#### [Passage to read]
>> begin

ZURICH – 12 Aug 2012: Aiming to use electron
spins for storing, transporting and processing information,
researchers from IBM (NYSE:IBM) and scientists at ETH
Zurich, a leading European university, today revealed the
first-ever direct mapping of the formation of a persistent spin
helix in a semiconductor.

Until now, it was unclear whether or not electron spins
possessed the capability to preserve the encoded information long
enough before rotating. Unveiled in the peer-reviewed journal Nature Physics,
scientists from IBM Research and the Solid State Physics Laboratory
at ETH Zurich demonstrated that synchronizing electrons extends the
spin lifetime of the electron by 30 times to 1.1 nanoseconds — the
same time it takes for an existing 1 GHz processor to cycle.

Today’s computing technology encodes and processes data by the
electrical charge of electrons. However, this technique is limited
as the semiconductor dimensions continue to shrink to the point
where the flow of electrons can no longer be controlled.
Spintronics could surmount this approaching impasse by harnessing
the spin of electrons instead of their charge.

>> end

#### [Material provided]
>> begin

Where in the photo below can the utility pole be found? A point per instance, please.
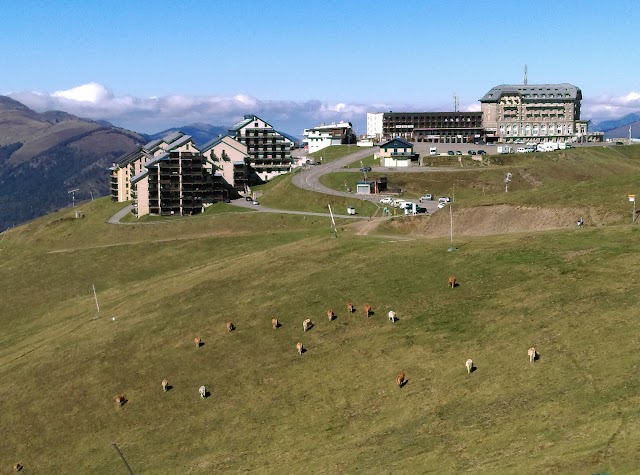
(73, 196)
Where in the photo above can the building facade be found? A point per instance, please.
(327, 135)
(268, 150)
(227, 157)
(527, 112)
(374, 125)
(435, 127)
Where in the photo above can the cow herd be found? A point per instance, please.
(307, 325)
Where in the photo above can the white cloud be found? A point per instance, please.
(610, 107)
(152, 114)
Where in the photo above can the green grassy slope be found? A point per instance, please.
(336, 408)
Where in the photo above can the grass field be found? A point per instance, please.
(333, 152)
(280, 193)
(335, 409)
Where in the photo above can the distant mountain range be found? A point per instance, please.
(45, 155)
(617, 128)
(201, 133)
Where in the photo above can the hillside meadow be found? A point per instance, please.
(336, 409)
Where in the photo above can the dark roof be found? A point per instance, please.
(397, 142)
(560, 90)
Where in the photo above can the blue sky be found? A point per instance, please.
(150, 65)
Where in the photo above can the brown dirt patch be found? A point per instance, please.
(501, 219)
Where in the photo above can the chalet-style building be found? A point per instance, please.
(268, 150)
(228, 158)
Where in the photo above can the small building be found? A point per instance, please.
(396, 153)
(327, 135)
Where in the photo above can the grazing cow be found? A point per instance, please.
(469, 365)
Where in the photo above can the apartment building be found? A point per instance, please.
(374, 125)
(436, 127)
(269, 152)
(132, 163)
(227, 157)
(326, 135)
(528, 112)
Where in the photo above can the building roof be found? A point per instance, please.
(234, 144)
(557, 91)
(139, 176)
(397, 142)
(246, 121)
(156, 159)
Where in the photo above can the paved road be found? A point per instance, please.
(115, 219)
(310, 179)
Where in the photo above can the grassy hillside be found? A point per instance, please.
(572, 178)
(336, 408)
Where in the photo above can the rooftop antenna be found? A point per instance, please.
(73, 196)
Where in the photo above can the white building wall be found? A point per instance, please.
(374, 125)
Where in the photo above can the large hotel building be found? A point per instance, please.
(509, 113)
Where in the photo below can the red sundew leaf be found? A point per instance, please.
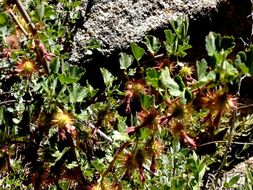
(142, 176)
(130, 130)
(216, 120)
(153, 165)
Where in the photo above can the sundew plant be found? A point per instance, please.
(146, 128)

>> end

#### [Goals]
A. Answer each question from the spintronics passage.
(i) Which journal published the findings?
(ii) By what factor did synchronizing electrons extend the spin lifetime?
(iii) What property of electrons does current computing technology use to encode and process data?
B. Return the part of the spintronics passage starting at "Today’s computing technology" and ending at "longer be controlled.", copied word for word.
C. According to the spintronics passage, why is encoding data by the charge of electrons limited?
The records have no connection to the spintronics passage.

#### [Written responses]
A.
(i) Nature Physics
(ii) 30 times
(iii) Their electrical charge

B.
Today’s computing technology encodes and processes data by the
electrical charge of electrons. However, this technique is limited
as the semiconductor dimensions continue to shrink to the point
where the flow of electrons can no longer be controlled.

C. Semiconductor dimensions keep shrinking. Eventually they reach a point where the flow of electrons can no longer be controlled.